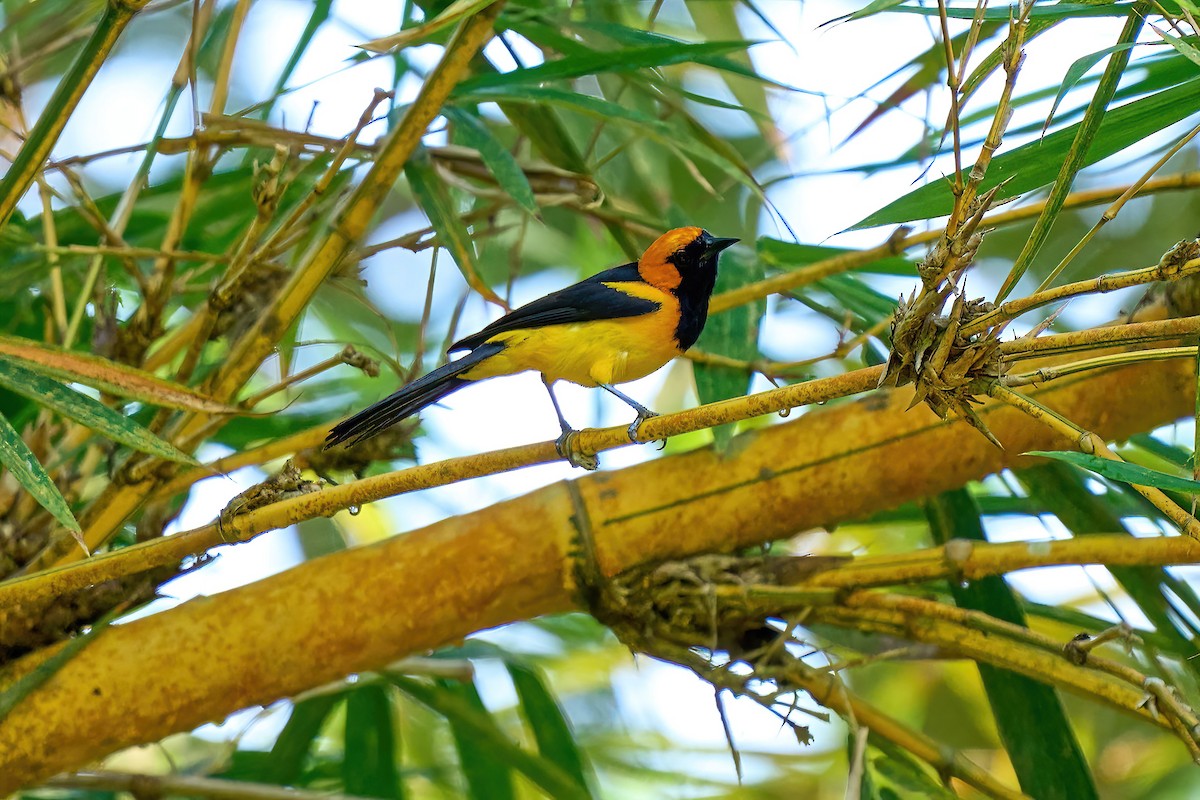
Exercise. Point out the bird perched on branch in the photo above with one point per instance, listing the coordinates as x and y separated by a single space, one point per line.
613 328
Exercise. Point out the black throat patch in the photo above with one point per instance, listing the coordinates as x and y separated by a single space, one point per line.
699 276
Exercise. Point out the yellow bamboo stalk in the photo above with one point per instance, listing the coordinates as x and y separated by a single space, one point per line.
114 505
75 83
520 559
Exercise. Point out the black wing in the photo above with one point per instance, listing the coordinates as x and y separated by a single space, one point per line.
582 302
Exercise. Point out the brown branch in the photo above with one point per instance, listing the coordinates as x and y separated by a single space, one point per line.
517 559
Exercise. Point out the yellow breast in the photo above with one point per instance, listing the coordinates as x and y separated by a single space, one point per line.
600 352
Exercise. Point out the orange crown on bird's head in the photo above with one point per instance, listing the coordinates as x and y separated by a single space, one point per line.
654 265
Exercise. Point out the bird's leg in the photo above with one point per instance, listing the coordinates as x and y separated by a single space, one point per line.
567 445
643 413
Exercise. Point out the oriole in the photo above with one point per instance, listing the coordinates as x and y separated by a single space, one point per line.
616 326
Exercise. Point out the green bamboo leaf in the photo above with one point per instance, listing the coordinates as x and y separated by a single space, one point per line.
893 773
785 254
733 334
321 10
1056 11
369 765
489 776
409 36
630 59
286 761
543 716
87 411
496 157
21 461
108 376
1050 765
1062 491
1182 44
435 199
1077 71
597 107
459 710
1036 163
737 64
1077 156
1122 470
28 684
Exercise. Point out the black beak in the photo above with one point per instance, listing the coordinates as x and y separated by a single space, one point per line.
718 245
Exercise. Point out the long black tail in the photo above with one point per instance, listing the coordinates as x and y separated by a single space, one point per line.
409 400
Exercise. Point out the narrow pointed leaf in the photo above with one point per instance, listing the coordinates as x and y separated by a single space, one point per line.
108 376
629 59
1122 470
87 411
733 334
496 157
418 34
437 204
545 719
461 711
1035 164
286 759
369 767
19 459
1049 765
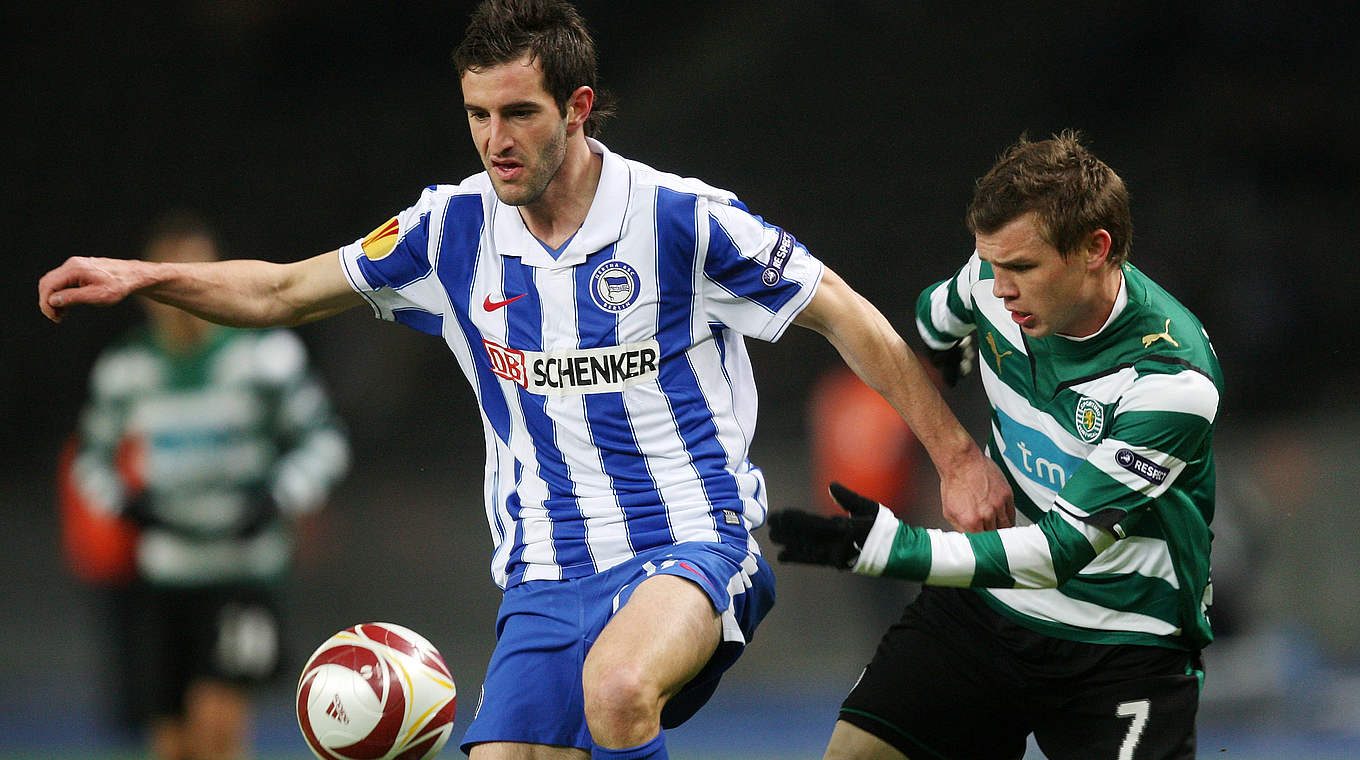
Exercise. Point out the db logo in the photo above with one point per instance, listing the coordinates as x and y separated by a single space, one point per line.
507 363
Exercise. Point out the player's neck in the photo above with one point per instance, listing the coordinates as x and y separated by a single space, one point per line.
563 207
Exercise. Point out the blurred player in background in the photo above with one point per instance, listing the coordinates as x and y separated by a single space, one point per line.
597 309
212 441
1083 627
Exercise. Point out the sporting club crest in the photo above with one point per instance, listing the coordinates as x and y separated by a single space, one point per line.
1090 419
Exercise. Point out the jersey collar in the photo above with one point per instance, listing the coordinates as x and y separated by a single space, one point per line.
603 225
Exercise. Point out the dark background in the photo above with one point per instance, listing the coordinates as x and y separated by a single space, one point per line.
298 125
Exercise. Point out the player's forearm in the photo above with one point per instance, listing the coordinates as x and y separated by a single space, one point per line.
1035 556
250 294
879 355
244 294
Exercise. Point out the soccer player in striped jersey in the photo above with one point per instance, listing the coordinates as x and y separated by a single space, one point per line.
1084 624
597 309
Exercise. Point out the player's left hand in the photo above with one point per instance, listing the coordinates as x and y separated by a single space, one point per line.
834 541
80 279
975 496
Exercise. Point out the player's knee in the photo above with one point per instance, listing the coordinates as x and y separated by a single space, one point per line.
619 695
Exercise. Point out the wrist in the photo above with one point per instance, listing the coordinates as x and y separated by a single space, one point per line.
877 544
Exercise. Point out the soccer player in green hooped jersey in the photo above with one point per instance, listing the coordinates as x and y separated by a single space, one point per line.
212 441
1081 624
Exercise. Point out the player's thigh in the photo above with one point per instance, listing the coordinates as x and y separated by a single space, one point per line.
939 685
663 636
852 743
1149 718
518 751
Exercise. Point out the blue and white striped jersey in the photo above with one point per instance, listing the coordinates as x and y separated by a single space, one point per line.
616 396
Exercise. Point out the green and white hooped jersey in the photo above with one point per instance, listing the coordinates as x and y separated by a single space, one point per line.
208 433
1107 443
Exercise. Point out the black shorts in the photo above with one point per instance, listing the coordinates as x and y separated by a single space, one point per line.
955 680
172 638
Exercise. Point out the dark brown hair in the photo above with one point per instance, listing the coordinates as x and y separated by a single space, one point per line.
1071 192
552 33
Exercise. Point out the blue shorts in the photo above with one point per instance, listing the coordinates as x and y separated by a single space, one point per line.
532 692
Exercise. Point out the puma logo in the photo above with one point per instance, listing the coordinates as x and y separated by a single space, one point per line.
1164 335
992 341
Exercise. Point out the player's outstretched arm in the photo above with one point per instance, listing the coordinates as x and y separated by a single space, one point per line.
974 494
871 541
242 292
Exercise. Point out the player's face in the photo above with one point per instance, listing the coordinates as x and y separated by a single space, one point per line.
178 329
1043 292
517 128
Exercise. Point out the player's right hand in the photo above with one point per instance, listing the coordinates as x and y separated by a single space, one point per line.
80 279
955 362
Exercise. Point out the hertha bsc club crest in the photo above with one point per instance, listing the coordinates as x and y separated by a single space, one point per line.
614 286
1090 419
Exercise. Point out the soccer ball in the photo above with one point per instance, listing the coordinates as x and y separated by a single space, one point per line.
376 691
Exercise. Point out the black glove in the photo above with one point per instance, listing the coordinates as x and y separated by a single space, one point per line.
956 360
826 540
261 510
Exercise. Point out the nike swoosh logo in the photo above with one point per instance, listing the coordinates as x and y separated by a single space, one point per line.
493 305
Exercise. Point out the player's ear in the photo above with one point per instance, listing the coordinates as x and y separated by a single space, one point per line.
578 106
1096 249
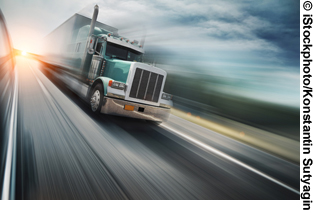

AIM
Pull out every line from the entries above that has the word "striped" in it. Upper and lower case must match exactly.

THE OUTPUT
Exercise. Point out the soccer player in striped jersey in the photo above with one point per instance, listing the coordinates as x and y separated by a single space, one point per line.
Exercise. Point out the blue and white striped jersey in the photo above with one point per instance, listing the coordinates as x and y separated by a single space, one point per line.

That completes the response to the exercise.